■ **Data**:

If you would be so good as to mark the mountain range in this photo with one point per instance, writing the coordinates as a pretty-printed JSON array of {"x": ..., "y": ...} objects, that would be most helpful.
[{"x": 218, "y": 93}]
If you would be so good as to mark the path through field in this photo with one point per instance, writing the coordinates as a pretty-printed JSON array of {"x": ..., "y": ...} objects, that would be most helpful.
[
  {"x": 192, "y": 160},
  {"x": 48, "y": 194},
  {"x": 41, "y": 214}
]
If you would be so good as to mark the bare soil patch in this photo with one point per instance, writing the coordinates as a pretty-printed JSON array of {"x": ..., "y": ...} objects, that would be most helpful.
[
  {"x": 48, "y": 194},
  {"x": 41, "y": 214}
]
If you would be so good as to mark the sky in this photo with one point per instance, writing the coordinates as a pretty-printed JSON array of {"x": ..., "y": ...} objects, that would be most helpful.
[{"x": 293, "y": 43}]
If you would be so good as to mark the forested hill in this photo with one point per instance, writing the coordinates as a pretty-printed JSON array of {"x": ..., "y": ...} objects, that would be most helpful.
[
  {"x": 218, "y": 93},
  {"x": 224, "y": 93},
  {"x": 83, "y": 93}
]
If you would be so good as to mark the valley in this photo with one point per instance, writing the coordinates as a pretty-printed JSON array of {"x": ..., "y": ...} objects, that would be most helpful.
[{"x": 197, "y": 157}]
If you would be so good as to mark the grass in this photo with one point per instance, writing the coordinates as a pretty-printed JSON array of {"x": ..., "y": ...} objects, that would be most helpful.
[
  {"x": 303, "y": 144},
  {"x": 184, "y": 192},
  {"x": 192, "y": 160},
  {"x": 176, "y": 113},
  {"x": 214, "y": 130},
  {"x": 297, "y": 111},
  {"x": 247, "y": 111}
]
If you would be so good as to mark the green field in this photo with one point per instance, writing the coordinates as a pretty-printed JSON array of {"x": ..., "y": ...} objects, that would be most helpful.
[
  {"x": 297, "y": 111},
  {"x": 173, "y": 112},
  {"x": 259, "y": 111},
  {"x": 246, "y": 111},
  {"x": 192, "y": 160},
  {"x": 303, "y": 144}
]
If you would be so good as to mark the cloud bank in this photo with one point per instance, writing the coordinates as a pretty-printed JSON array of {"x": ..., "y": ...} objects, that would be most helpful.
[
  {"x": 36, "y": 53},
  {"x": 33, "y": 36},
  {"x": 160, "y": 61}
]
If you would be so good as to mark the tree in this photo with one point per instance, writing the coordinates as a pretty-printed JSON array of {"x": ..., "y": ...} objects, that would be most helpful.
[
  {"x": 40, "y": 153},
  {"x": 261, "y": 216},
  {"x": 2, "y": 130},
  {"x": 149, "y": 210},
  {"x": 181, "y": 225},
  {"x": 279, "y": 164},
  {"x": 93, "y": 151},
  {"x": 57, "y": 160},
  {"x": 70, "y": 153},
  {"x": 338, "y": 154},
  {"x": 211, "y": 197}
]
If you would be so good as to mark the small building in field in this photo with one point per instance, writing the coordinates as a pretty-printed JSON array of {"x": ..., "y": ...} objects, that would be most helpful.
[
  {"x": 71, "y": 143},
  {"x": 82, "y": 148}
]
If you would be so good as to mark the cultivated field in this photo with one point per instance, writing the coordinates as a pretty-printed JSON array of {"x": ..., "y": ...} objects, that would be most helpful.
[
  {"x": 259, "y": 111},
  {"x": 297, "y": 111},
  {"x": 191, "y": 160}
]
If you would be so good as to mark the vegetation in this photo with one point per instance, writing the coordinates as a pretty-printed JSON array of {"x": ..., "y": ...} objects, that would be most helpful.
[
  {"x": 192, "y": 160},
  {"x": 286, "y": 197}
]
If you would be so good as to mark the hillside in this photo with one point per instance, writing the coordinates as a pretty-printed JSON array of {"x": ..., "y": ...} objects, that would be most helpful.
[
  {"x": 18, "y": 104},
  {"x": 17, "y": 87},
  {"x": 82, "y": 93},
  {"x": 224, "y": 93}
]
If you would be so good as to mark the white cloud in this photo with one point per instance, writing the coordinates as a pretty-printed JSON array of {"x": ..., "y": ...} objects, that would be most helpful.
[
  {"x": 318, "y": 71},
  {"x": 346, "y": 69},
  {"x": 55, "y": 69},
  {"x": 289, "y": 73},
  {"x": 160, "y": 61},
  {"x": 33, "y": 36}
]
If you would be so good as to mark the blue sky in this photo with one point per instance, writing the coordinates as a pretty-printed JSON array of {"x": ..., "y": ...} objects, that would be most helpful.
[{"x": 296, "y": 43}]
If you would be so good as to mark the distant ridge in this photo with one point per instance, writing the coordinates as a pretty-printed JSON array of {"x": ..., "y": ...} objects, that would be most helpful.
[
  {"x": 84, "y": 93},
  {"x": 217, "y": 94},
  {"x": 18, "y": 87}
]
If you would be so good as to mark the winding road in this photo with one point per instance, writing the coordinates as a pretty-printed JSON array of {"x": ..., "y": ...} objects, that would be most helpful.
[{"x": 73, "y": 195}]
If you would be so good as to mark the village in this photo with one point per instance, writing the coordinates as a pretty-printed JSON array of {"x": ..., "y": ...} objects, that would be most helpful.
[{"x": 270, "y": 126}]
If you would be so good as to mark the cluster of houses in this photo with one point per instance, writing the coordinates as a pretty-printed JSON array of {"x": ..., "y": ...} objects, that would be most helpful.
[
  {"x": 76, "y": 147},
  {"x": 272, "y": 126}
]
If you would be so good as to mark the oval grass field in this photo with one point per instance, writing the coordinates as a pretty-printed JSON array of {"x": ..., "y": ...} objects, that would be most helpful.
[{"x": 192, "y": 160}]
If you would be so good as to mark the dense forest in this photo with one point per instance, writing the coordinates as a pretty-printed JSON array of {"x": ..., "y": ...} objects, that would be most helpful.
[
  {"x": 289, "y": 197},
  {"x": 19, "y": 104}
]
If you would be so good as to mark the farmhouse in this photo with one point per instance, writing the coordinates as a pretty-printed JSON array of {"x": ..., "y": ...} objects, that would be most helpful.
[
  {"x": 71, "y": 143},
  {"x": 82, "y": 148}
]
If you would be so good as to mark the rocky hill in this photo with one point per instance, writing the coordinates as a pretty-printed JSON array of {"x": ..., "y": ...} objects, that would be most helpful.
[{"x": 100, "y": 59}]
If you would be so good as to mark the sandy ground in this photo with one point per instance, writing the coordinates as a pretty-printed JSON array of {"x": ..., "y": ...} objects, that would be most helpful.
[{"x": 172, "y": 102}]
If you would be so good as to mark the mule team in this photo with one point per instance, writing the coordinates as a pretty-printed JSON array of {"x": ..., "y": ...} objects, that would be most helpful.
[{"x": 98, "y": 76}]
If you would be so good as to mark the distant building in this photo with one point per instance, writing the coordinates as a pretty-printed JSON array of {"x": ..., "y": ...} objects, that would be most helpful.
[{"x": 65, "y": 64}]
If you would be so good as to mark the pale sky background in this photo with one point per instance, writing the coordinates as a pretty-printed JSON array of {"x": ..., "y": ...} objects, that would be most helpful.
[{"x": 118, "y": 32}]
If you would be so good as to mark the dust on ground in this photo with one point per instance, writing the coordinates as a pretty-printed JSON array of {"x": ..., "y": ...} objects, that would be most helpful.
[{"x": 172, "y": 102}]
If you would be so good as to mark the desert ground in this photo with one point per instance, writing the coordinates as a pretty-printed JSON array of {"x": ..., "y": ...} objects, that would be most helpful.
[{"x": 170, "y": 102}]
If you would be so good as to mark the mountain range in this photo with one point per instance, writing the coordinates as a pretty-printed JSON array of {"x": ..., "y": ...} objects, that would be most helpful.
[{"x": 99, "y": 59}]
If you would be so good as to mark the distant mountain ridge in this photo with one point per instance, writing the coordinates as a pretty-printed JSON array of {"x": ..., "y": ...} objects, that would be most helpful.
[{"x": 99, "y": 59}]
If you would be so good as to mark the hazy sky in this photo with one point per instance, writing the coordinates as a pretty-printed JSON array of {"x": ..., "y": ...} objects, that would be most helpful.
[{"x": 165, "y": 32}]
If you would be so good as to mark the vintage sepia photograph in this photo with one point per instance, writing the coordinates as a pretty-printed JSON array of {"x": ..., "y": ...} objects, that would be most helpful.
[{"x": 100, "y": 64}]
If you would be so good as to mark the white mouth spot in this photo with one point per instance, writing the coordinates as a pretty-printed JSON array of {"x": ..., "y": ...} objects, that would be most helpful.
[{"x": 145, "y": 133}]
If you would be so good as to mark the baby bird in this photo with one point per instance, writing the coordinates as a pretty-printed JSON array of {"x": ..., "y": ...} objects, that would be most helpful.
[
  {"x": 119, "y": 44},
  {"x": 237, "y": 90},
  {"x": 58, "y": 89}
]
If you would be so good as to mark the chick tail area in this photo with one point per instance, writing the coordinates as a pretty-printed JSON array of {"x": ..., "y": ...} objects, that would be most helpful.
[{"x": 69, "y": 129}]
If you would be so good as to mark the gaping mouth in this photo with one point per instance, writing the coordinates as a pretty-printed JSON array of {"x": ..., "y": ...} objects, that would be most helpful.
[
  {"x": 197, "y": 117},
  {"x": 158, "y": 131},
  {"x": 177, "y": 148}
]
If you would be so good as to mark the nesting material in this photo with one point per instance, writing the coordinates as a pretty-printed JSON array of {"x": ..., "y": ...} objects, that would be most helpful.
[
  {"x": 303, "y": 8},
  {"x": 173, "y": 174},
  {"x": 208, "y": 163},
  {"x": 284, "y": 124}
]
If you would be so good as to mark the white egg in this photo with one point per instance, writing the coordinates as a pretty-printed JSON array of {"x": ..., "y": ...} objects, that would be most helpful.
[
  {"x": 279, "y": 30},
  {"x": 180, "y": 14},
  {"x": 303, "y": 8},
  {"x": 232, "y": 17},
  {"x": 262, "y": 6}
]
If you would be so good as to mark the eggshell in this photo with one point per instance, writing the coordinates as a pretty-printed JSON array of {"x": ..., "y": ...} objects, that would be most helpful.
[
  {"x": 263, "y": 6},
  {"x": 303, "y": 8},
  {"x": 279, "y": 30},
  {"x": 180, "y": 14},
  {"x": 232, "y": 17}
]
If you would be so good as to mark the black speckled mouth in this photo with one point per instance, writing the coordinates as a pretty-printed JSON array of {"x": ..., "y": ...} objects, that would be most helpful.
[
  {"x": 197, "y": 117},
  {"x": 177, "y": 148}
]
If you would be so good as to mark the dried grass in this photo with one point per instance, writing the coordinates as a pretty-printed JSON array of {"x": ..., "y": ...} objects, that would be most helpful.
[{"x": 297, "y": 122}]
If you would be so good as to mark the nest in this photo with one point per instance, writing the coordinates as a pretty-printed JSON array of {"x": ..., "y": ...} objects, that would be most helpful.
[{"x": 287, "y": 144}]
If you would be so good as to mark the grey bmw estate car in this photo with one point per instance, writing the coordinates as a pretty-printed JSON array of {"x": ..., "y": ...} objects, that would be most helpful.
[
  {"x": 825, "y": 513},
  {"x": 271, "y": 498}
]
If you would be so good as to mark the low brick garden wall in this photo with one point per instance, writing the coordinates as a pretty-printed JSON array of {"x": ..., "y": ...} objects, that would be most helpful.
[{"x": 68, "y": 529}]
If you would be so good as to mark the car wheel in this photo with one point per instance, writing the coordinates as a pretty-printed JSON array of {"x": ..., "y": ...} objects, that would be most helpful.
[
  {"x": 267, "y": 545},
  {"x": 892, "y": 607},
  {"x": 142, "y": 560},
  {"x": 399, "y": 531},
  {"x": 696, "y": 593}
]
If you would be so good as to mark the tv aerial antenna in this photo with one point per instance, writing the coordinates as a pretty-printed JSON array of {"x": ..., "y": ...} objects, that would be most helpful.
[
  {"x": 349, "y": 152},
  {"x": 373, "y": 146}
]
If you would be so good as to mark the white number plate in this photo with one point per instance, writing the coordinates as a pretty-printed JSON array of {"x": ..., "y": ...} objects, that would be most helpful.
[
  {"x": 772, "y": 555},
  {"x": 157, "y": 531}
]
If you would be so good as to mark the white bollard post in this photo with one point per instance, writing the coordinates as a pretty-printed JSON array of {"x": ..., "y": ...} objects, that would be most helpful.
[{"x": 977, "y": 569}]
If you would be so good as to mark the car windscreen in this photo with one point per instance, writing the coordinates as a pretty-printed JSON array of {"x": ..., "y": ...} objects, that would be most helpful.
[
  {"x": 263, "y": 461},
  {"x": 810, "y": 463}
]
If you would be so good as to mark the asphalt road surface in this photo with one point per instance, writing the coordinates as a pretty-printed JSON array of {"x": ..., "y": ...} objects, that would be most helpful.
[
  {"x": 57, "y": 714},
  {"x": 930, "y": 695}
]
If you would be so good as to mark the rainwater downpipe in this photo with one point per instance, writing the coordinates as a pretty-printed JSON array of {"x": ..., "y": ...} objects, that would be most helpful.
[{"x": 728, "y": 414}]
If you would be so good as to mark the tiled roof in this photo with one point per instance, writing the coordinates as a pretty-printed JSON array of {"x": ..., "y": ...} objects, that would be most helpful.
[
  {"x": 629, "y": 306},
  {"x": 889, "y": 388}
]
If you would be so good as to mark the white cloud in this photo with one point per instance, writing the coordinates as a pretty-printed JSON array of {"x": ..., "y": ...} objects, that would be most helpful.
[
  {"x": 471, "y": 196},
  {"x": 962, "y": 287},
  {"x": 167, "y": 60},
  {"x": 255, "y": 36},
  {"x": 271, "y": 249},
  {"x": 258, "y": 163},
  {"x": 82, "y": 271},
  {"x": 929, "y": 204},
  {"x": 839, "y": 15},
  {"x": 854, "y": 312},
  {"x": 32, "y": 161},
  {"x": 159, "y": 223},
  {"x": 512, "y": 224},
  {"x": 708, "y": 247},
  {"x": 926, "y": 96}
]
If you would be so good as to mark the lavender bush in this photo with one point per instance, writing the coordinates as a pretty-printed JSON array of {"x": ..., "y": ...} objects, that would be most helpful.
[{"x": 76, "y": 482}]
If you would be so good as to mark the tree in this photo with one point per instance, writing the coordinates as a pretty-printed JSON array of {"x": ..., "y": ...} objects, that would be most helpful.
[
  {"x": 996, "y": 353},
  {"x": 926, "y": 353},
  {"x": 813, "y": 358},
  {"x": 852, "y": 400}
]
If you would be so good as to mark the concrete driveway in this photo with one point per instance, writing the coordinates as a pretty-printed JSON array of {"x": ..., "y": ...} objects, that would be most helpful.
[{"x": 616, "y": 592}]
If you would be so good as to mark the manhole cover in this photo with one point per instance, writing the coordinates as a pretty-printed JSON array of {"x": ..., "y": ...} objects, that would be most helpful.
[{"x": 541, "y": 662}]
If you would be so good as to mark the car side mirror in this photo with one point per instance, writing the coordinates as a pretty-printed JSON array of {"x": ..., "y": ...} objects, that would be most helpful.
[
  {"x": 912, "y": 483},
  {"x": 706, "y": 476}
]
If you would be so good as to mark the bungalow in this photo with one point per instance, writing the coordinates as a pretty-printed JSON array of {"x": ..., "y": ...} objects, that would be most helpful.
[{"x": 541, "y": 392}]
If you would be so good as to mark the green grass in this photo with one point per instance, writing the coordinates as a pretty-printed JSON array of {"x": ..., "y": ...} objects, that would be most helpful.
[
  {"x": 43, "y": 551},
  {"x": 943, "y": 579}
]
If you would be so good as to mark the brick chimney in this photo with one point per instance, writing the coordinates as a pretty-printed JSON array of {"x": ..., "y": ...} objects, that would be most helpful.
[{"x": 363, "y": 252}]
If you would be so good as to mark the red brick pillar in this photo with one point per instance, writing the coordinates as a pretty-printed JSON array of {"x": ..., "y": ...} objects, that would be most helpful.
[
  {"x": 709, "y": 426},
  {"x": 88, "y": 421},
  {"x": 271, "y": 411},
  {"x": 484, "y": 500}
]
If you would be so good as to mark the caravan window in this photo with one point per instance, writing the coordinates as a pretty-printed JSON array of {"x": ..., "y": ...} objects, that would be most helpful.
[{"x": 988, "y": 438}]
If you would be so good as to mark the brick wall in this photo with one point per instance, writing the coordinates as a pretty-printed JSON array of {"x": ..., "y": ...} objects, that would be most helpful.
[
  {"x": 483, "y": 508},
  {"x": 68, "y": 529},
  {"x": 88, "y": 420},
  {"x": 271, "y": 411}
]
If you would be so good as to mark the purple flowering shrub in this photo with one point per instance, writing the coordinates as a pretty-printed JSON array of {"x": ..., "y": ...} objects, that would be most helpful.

■ **Action item**: Output, unchanged, the lines from the line with "If you would be so good as to mark the red" through the final line of the material.

■ **Problem solution**:
If you would be so good as to mark the red brick pillar in this photo with one point per instance, writing the coordinates as a pretty-printed JSON array of {"x": ..., "y": ...} objects, that would be most helpful.
[
  {"x": 709, "y": 426},
  {"x": 88, "y": 421},
  {"x": 271, "y": 411},
  {"x": 484, "y": 500}
]
If you would be so good as to mark the caravan window in this photo with one point per instance, writing the coordinates as a pretty-printed JSON array of {"x": ..., "y": ...} objects, that would be most helpful.
[{"x": 988, "y": 438}]
If you would be so good as to mark the brick wall in this photo with one point per instance, writing the coordinates as a pretty-printed JSON array of {"x": ..., "y": ...} objects, that would be most helpful.
[
  {"x": 483, "y": 508},
  {"x": 68, "y": 529},
  {"x": 88, "y": 420},
  {"x": 271, "y": 411}
]
If you would be so good as to mark the purple flowering shrub in this photo with one point per instance, writing the coordinates as a pretty-printed JSON array of {"x": ..., "y": ...} objects, that would be most helpful.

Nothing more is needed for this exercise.